When the line with "Guideline: mark the green foliage" appears below, start repeating lines exactly, and keep going through the line with "[[399, 197], [118, 100], [233, 43]]"; add nothing outside that span.

Stored data entries:
━━━━━━━━
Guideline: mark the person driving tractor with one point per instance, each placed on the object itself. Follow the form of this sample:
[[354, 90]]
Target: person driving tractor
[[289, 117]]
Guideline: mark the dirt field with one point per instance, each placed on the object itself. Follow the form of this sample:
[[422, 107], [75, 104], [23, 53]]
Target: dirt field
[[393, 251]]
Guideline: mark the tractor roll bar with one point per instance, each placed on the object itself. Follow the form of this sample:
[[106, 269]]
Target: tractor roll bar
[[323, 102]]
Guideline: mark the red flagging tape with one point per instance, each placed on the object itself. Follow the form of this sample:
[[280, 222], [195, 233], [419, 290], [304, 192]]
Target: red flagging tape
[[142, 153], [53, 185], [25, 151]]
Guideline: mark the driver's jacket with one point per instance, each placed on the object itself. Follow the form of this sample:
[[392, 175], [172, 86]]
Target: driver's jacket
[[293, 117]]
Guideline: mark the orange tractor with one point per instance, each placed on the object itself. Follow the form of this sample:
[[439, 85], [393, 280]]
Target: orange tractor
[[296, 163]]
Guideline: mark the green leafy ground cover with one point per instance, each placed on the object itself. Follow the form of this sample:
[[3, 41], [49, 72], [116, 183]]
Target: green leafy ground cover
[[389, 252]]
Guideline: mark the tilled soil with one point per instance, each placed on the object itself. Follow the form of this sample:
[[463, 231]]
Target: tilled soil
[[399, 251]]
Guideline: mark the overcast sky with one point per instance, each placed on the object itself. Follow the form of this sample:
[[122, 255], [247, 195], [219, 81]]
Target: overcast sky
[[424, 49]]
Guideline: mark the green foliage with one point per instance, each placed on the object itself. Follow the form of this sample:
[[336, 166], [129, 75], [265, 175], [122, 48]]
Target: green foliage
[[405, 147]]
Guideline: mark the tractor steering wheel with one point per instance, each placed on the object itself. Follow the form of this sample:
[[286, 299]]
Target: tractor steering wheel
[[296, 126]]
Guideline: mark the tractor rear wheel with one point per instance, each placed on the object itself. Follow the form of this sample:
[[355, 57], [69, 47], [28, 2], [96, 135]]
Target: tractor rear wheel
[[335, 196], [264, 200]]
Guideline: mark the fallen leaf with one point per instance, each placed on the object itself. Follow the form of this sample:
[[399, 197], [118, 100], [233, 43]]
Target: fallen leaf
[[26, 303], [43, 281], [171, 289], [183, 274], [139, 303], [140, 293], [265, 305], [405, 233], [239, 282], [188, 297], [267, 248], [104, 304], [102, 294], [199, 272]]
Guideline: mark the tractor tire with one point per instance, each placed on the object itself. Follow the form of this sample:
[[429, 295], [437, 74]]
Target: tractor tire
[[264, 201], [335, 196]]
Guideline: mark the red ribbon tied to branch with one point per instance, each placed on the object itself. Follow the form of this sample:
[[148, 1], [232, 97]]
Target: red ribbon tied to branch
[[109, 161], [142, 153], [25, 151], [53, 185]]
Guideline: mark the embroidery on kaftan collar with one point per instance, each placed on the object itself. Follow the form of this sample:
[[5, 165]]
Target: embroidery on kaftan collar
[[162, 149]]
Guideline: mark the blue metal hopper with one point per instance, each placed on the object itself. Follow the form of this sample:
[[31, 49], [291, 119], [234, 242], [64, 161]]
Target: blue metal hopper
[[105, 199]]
━━━━━━━━
— Answer to the problem —
Guideline: mark the green foliage with one point per instance, each placed on the object itself. Follow the form of this sample:
[[336, 166], [129, 75], [265, 175], [122, 48]]
Target: green foliage
[[405, 147]]
Guideline: mark the tractor steering wheel with one point per instance, each placed on the object itself. Follow the form of this sample:
[[286, 299]]
Target: tractor steering wheel
[[296, 126]]
Guideline: mark the tractor rear wheel with one point per instance, each placed on the object itself. Follow the form of this sample:
[[355, 57], [69, 47], [28, 2], [96, 135]]
Target: tractor rear wheel
[[335, 196], [264, 200]]
Guideline: mark the fallen leaf with one point per instance, each placed on the object itself. Follow the form of this sample:
[[399, 197], [118, 100], [233, 43]]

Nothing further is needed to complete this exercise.